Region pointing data
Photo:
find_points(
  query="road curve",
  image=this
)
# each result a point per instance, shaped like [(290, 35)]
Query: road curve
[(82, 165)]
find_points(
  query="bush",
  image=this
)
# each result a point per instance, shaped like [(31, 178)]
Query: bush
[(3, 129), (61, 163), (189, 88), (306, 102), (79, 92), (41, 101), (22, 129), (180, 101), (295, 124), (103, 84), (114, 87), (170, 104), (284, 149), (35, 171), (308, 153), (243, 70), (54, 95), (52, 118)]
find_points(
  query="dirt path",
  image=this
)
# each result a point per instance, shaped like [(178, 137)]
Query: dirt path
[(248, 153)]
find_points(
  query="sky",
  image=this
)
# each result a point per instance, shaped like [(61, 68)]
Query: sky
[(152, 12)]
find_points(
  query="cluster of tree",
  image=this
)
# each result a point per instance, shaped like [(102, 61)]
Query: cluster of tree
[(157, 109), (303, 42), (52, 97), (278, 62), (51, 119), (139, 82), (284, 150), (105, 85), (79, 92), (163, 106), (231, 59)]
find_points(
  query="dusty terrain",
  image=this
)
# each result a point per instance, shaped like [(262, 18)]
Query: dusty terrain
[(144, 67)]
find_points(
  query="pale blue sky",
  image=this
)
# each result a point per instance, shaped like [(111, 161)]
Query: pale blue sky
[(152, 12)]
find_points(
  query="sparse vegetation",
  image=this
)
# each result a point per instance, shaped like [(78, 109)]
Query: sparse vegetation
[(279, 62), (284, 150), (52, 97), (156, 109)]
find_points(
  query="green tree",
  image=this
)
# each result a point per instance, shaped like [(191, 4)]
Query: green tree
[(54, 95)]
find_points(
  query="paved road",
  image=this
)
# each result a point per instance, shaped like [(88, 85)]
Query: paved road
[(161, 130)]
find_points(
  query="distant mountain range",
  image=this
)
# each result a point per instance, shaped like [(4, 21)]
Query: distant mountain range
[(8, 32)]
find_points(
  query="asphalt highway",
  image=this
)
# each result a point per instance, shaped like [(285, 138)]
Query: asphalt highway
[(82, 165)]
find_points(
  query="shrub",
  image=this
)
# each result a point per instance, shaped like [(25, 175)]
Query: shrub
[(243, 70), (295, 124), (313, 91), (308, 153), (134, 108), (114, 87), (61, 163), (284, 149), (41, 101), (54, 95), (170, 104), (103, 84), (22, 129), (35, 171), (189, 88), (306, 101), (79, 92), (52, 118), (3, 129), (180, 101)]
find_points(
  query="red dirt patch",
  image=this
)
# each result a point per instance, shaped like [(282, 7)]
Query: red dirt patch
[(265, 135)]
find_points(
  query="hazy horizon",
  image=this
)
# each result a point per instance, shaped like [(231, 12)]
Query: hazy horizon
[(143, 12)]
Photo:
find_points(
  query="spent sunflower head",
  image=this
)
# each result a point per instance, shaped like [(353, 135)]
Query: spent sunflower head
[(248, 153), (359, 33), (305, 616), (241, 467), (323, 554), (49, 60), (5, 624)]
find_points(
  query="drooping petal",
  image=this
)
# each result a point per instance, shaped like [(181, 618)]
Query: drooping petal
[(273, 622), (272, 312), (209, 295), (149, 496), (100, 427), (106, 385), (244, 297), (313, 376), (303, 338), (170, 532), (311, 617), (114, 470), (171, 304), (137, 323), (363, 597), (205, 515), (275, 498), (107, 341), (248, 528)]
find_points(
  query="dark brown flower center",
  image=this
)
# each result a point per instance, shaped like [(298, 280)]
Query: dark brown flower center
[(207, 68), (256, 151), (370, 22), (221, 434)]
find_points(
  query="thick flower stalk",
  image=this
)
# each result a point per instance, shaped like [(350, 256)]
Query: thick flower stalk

Task —
Output the entries exactly. Leave nothing out.

Final answer —
Photo:
find_points(
  query="road curve",
  image=this
)
# each result a point per instance, shaped like [(290, 35)]
Query: road curve
[(82, 165)]
find_points(
  query="bush",
  image=this
)
# each result a point per instance, shaped like [(31, 178)]
Query: bush
[(3, 129), (61, 163), (189, 88), (306, 102), (79, 92), (41, 101), (22, 129), (180, 101), (295, 124), (103, 84), (114, 87), (170, 104), (284, 149), (35, 171), (308, 153), (243, 70), (54, 95), (52, 118)]
find_points(
  query="dirt path",
  image=this
)
# each result a point per instance, shaped like [(178, 137)]
Query: dirt path
[(248, 153)]
find_points(
  query="sky",
  image=this
)
# each result a point per instance, shaped like [(61, 68)]
Query: sky
[(152, 12)]
find_points(
  query="cluster of tree",
  image=this
)
# each result a point per instance, shaped like [(102, 61)]
Query: cluster of tree
[(157, 109), (303, 42), (52, 97), (278, 62), (51, 119), (139, 82), (284, 150), (105, 85), (79, 92), (163, 106), (231, 59)]
find_points(
  query="dusty terrain",
  image=this
)
# each result a point per instance, shaped like [(262, 18)]
Query: dusty terrain
[(144, 67)]
find_points(
  query="pale blue sky",
  image=this
)
# each result a point per instance, shaped like [(111, 161)]
Query: pale blue sky
[(152, 12)]
find_points(
  query="sparse vegetation",
  image=this
)
# each result a point per instance, shaped like [(78, 109)]
Query: sparse vegetation
[(279, 62), (284, 150), (52, 97), (156, 109)]
find_points(
  query="green tree",
  image=this
)
# each result a point per instance, shaped like [(191, 4)]
Query: green tree
[(54, 95)]
find_points(
  query="paved road",
  image=this
)
# each result a point per instance, shaped like [(88, 85)]
Query: paved road
[(161, 130)]
find_points(
  query="distant mountain range",
  image=this
)
# each result a point per instance, shaped like [(4, 21)]
Query: distant mountain range
[(8, 32)]
find_points(
  query="asphalt highway",
  image=this
)
# each result a point per instance, shaped like [(285, 138)]
Query: asphalt highway
[(82, 165)]
find_points(
  query="shrub",
  image=this
)
# each result a point per instance, shaped like [(25, 175)]
Query: shrub
[(243, 70), (295, 124), (313, 91), (308, 153), (134, 108), (114, 87), (61, 163), (284, 149), (41, 101), (54, 95), (170, 104), (103, 84), (22, 129), (35, 171), (189, 88), (306, 101), (79, 92), (52, 118), (3, 129), (180, 101)]
find_points(
  query="red dirt patch",
  image=this
)
# each result a point per instance, shaped like [(282, 7)]
Query: red dirt patch
[(265, 135)]
find_points(
  query="hazy horizon",
  image=this
)
# each result a point per instance, shaped like [(231, 12)]
Query: hazy horizon
[(143, 12)]
Photo:
find_points(
  query="spent sunflower head",
  image=this
)
# each result a point per instance, shaped like [(353, 135)]
Query: spent sunflower head
[(248, 153), (359, 33), (305, 616), (241, 467), (323, 554), (49, 60), (5, 624)]
find_points(
  query="drooping petal",
  image=this
)
# each result a point per instance, shaped like [(181, 618)]
Query: drooping petal
[(273, 622), (272, 312), (209, 295), (149, 496), (100, 427), (106, 385), (244, 297), (313, 376), (303, 338), (170, 532), (311, 617), (114, 470), (171, 304), (137, 323), (363, 597), (205, 515), (275, 498), (107, 341), (248, 528)]
find_points(
  query="dark brown flower center",
  image=this
)
# each result a point per instance, shaped like [(298, 280)]
Query: dark brown flower center
[(207, 68), (256, 151), (370, 22), (221, 434)]
find_points(
  query="thick flower stalk",
  image=this
)
# each result a point per instance, shaped like [(350, 256)]
Query: thick flower stalk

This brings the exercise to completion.